**Requirement:** For this exercise, reproduce the records exactly as they stand and do not carry any images over.

**The records:**
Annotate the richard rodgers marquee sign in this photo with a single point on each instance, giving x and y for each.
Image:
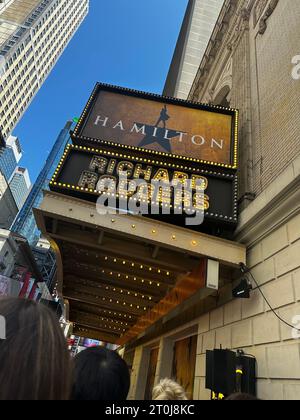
(83, 173)
(152, 139)
(159, 126)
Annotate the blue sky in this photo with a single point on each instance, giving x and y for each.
(127, 43)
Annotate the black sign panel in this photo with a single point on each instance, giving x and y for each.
(83, 172)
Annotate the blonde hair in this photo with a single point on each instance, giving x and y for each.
(169, 390)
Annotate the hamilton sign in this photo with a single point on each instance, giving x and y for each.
(171, 160)
(159, 125)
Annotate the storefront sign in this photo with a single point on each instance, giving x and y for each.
(159, 126)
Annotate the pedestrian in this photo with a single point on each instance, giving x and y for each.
(34, 360)
(168, 390)
(100, 375)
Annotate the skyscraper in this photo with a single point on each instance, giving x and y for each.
(10, 157)
(25, 223)
(198, 25)
(20, 186)
(33, 35)
(8, 207)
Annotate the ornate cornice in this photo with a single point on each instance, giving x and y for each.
(233, 21)
(263, 21)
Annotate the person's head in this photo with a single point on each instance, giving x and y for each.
(34, 359)
(100, 375)
(241, 397)
(169, 390)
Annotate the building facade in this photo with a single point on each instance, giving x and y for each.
(10, 156)
(33, 35)
(20, 186)
(198, 24)
(8, 207)
(25, 224)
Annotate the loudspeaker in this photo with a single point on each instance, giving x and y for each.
(221, 371)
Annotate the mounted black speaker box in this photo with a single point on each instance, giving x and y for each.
(228, 372)
(221, 371)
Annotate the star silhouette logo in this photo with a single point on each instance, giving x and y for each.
(157, 134)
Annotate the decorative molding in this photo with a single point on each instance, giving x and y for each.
(258, 10)
(263, 21)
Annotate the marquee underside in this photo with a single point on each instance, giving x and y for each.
(120, 274)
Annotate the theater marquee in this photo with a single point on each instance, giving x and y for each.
(82, 169)
(159, 126)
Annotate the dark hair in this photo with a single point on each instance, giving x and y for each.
(100, 375)
(241, 397)
(34, 360)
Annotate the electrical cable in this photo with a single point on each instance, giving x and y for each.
(246, 270)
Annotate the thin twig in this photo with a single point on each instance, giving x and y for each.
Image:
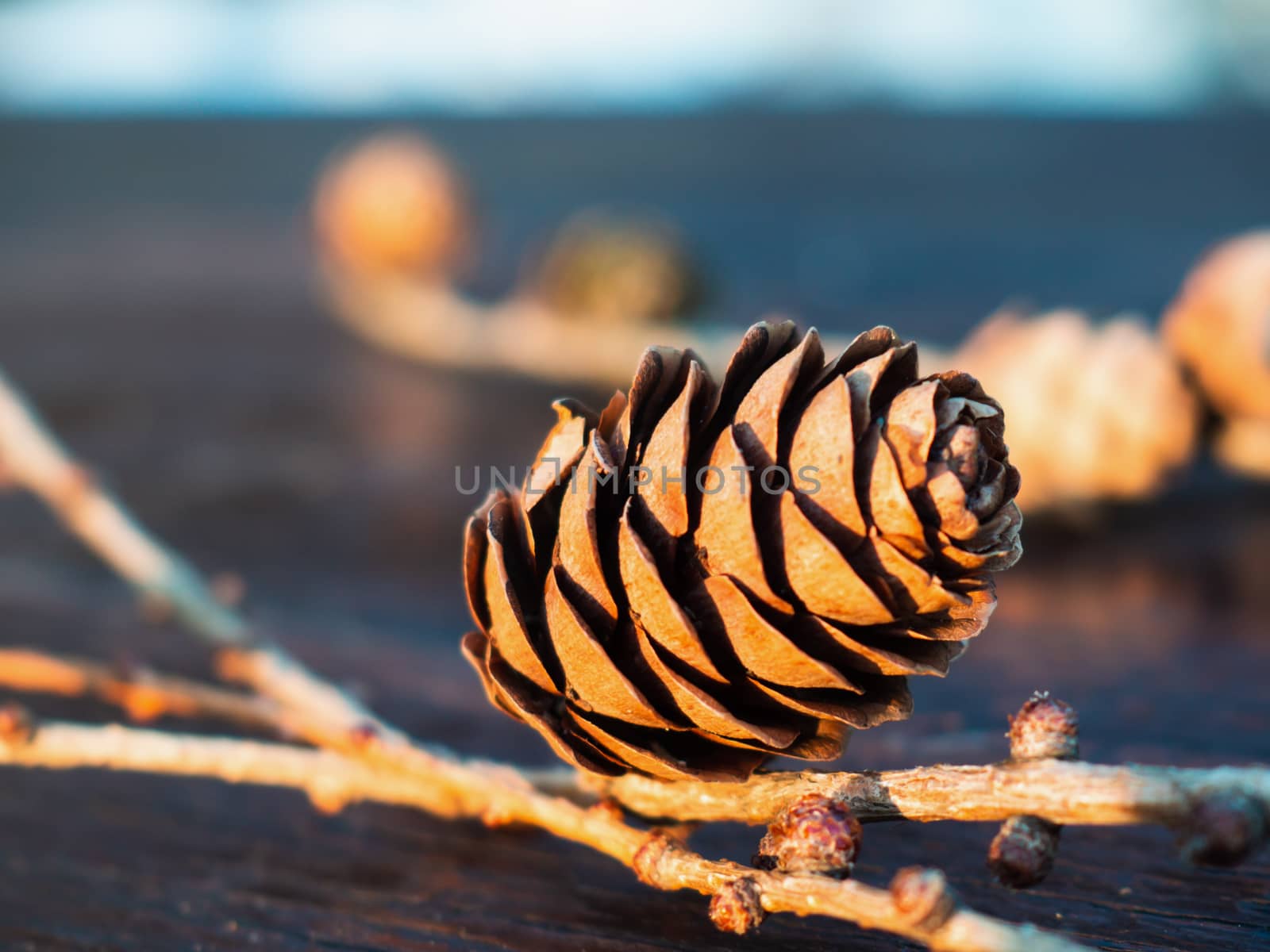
(333, 780)
(333, 720)
(33, 459)
(143, 693)
(1060, 791)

**Response below:**
Annotate the richard rodgers marquee sign in this photo with a single point on each instance, giving x and y for each.
Image:
(83, 173)
(152, 139)
(159, 126)
Annotate the blue sky in this photo with a single point on each instance, giving x and y for each.
(127, 43)
Annotate the black sign panel in this photo with a single point on each instance, giving x and y for each.
(83, 172)
Annotate the blonde hair in this photo with a single point on each instance, giving x and y for each.
(169, 390)
Annotate the hamilton sign in this photo with a single point on each instance, giving x and y for each.
(171, 160)
(159, 125)
Annotate the storefront sign in this photo with a single point on each instance, giving x and y for each.
(159, 126)
Annotate the pedestrian in this photo with a single point on each instance, giving x and y for each.
(34, 360)
(168, 390)
(100, 375)
Annotate the skyscraper in this photo with a single point on each instance, giving x and y for each.
(10, 157)
(25, 223)
(198, 25)
(20, 186)
(33, 35)
(8, 207)
Annotate the ornate cornice in this photo with a single point on each instance, giving x and y for each.
(233, 21)
(263, 21)
Annotate the person's head in this photo with a single point on each instance, giving x and y for each.
(34, 359)
(100, 375)
(241, 397)
(169, 390)
Annotate the building facade in this photo with a single point on each instance, giving x and y for each.
(10, 156)
(33, 35)
(20, 186)
(198, 24)
(8, 207)
(25, 224)
Annotate the loudspeaker in this photo with a single point on each instance, giving x and y for each.
(221, 371)
Annotate the mounted black speaker box in this photo with a single point on each instance, giving x and y for each.
(228, 372)
(221, 371)
Annotate the star silhouette logo in this photo with a single point on each instance, giving x and y for each.
(157, 134)
Annotate the decorative molding in this photo with a single point on each instance, giving x and y for each.
(258, 10)
(263, 21)
Annotate the marquee underside in this photo with a single point on each instance, giving x and y for each.
(120, 274)
Annotate the theater marquee in this photo with a single point on each instance, giving x and y for each.
(82, 169)
(159, 126)
Annotate the dark hair in this photo with a single point on each instance, giving x and y for each.
(100, 375)
(241, 397)
(34, 360)
Annotate the electrical cable in this photo with a single point on each instance, giving x and y for each.
(246, 270)
Annotate the thin twig in this photo with a single point on each instance, giving x and y for each.
Image:
(333, 780)
(333, 720)
(33, 459)
(143, 693)
(1060, 791)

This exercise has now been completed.